§ **VORLIEGENDER TEXT**:
Ich hingegen glaube, dass Kultur der wahre Schlüssel zur Veränderung menschlichen Zusammenlebens ist. Nur muss man ihre Gesetze kennen und sie nutzen.

Anhand der nachfolgenden Definition von Clifford Geertz lässt sich nachvollziehen, wie es kommt, dass Führungskräfte so oft in Veränderungsprozessen scheitern:

Definition:

Kultur ist ein System von Symbolen, die mächtige, eindringliche und dauernde Grundstimmungen im Menschen erzeugen. Die Kultur erreicht diese Wirkung, indem sie allgemeine Prinzipien solcherart in eine Aura des Wirklichen einkleidet, dass diese Grundstimmung und die daraus resultierenden Handlungsgründe als einzig gültig erscheinen.

Macht, auch disziplinarische Gewalt, ist kein Mittel, um Haltungen tiefgreifend und nachhaltig positiv zu verändern, um Kollegen – wenn vielleicht auch nur scheinbar – Zusammenhalt und Sicherheit geben. Jede Kultur wird ihre „einzig gültigen Handlungsgründe“ vehement verteidigen. Strukturänderungen und Personalwechsel können daran sogut wie nichts ändern. Jedenfalls nicht in die positive Richtung. Man kann Strukturen zerschlagen, man kann Menschen kündigen, aber man kann Ideen weder zerschlagen noch kündigen.

Andersherum ist aus der Anwendung dieser Definition ebenso erkennbar, dass immer dann, wenn eine notwendige Veränderung Änderungen der herrschenden Haltung voraussetzt, die kulturelle Säule angespielt werden muss.

Das ist möglich!

Denn trotz des jeder Kultur innewohnenden Absolutheitsanspruches ist sie doch veränderbar. Man muss nur ihre Regeln kennen und sich daran halten.

Diese Regeln folgen anderen Paradigmen, als den schlichten wenn-dann-Abfolgen. Sie sind komplex und laufen auf mehreren Ebenen gleichzeitig, mit unterschiedlichen Geschwindigkeiten ab. Zunächst ist es in unserem Vorhaben, Kulturen zu verändern, notwendig, sich diese verschiedenen Ebenen und ihre Funktionsweise schematisch anzusehen. Beginnen wir mit den allgemeinen Regeln sozialer Prozesse und sehen wir uns dann im Einzelnen die typischen Verläufe von Prozessen in der Organisation, in Gruppen und im Zusammenspiel zwischen Führung und Geführten an.

Welche Regeln gelten in einer Kultur?

§ **BEREITGESTELLTES MATERIAL**:

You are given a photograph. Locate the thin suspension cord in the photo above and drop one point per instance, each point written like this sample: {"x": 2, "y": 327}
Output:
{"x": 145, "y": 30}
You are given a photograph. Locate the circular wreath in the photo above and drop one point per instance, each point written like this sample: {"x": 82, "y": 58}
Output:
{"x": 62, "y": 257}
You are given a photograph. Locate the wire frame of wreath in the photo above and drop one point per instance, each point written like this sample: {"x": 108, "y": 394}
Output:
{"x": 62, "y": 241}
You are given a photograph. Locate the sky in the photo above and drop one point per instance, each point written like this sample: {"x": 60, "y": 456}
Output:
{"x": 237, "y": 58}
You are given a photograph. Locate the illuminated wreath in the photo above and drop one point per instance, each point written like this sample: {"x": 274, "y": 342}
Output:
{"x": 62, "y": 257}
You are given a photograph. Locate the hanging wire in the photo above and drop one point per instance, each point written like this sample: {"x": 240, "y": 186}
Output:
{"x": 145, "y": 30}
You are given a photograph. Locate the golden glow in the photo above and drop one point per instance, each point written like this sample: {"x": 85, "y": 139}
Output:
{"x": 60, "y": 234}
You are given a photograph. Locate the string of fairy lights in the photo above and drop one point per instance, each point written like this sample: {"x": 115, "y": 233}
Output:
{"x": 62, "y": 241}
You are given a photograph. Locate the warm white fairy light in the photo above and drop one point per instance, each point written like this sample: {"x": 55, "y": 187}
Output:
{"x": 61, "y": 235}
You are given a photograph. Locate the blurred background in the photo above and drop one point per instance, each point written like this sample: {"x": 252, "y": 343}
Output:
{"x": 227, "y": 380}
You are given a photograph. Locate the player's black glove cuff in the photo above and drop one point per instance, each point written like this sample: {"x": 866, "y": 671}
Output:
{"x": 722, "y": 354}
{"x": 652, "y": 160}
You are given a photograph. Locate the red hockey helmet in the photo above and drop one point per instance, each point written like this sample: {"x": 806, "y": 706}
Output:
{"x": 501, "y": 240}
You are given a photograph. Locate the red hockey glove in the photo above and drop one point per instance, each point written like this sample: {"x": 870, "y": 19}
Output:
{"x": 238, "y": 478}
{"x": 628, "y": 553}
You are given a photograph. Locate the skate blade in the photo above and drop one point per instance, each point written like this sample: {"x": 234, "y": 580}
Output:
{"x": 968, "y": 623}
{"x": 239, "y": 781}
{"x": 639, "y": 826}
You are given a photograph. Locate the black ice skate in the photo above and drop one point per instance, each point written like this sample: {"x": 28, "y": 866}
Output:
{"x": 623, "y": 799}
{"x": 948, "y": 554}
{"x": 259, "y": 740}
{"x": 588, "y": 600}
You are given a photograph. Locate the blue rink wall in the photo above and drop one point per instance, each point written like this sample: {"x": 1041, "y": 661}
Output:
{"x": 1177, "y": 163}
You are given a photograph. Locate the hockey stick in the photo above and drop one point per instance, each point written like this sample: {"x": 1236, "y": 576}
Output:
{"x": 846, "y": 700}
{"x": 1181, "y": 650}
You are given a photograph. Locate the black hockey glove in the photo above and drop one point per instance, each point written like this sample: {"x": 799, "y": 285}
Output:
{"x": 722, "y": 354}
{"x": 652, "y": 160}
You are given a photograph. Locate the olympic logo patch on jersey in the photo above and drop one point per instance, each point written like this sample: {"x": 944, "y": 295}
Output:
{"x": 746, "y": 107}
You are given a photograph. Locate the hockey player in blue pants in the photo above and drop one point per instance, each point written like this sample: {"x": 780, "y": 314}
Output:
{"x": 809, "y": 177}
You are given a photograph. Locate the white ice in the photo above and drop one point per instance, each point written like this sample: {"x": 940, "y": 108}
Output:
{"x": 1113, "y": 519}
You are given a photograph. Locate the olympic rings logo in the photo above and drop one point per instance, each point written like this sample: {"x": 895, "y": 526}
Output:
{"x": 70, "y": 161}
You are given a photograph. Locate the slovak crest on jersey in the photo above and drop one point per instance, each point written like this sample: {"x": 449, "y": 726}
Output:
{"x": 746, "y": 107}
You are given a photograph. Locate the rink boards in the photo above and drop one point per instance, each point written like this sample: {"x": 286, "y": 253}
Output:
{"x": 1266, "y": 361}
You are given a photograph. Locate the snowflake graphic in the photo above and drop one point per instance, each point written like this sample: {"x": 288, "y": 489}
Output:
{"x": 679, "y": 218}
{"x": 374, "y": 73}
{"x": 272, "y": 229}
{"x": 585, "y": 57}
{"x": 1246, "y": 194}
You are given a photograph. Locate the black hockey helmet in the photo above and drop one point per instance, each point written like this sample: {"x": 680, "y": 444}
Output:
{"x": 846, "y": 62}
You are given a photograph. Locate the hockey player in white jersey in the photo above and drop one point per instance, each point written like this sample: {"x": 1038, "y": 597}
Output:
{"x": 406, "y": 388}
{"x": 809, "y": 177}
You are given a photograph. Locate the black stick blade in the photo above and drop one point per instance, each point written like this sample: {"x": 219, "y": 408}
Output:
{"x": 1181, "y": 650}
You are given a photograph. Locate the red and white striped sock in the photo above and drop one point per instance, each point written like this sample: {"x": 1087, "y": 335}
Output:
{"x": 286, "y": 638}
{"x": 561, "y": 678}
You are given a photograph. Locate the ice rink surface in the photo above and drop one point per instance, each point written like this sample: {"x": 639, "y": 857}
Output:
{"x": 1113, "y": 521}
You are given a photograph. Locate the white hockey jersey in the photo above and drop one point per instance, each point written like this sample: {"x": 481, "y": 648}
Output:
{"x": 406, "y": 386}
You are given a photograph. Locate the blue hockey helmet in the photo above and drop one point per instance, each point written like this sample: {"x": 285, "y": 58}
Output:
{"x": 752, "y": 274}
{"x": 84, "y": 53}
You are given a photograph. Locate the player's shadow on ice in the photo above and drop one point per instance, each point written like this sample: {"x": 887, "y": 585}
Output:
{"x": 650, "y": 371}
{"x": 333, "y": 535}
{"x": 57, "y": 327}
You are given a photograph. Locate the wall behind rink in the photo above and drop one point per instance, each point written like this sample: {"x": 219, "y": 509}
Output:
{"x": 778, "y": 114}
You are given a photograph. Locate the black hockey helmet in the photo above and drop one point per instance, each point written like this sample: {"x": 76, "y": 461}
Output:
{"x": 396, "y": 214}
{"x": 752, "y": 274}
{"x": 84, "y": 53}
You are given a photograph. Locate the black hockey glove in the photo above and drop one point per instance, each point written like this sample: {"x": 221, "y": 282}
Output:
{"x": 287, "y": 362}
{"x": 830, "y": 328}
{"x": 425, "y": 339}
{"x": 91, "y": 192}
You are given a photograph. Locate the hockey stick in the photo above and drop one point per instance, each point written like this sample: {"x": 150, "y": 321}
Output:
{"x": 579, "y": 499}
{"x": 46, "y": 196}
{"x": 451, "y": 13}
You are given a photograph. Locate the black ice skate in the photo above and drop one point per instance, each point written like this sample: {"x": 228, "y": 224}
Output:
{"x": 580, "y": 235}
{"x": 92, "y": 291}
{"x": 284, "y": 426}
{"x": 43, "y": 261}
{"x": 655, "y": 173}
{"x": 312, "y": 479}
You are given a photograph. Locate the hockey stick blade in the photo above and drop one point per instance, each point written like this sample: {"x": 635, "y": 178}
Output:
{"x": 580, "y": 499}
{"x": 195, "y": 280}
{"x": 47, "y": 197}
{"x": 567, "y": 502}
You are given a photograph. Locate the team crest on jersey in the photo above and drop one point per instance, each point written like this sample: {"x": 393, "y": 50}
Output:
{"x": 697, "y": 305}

§ **AUFGABENLISTE**:
A. Fasse den Text über Kultur und Veränderung in zwei Sätzen zusammen.
B. Führe den Text über Kultur und Veränderung im Anschluss an seinen letzten Satz fort.
Die Einträge spielen hierfür keine Rolle.

§ **ENDGÜLTIGE ANTWORTEN**:
A. Der Text sieht in der Kultur den wahren Schlüssel zur Veränderung menschlichen Zusammenlebens und stützt sich auf die Definition von Clifford Geertz, nach der Kultur ein System von Symbolen ist, das dauernde Grundstimmungen erzeugt und bestimmte Handlungsgründe als einzig gültig erscheinen lässt. Macht, Strukturänderungen und Personalwechsel können Haltungen nicht nachhaltig positiv verändern, doch Kultur ist veränderbar, wenn man ihre komplexen, auf mehreren Ebenen ablaufenden Regeln kennt und sich daran hält.

B.
Bereits ein kurzer Blick in die Geschichte zeigt, dass „Kultur“ kein starrer Tatbestand, sondern eine veränderliche Größe ist. Wer würde sich heute noch gerne in den starren bürgerlichen Korsetts des 19. Jahrhunderts bewegen? Wer kann nach Tschernobyl und Challenger noch dem Glauben der Jahrzehnte davor frönen, dass Technik grundsätzlich das Leben verbessert?

Kulturen sind als Ganzes ständig in Bewegung, selbstverständlich auch der mittelgroße Bereich der Organisationskulturen. Sie stehen niemals still. Verändert werden sie sowohl durch die Kräfte, die sich in ihrem Inneren entfalten, als auch durch externe Einflussfaktoren. Dabei ist zu beobachten, dass die Bewegungsrichtung nur sehr unscharf, manchmal gar nicht vorhergesagt werden kann. Dieser Umstand liegt an den inneren Regeln, nach denen Kulturen funktionieren.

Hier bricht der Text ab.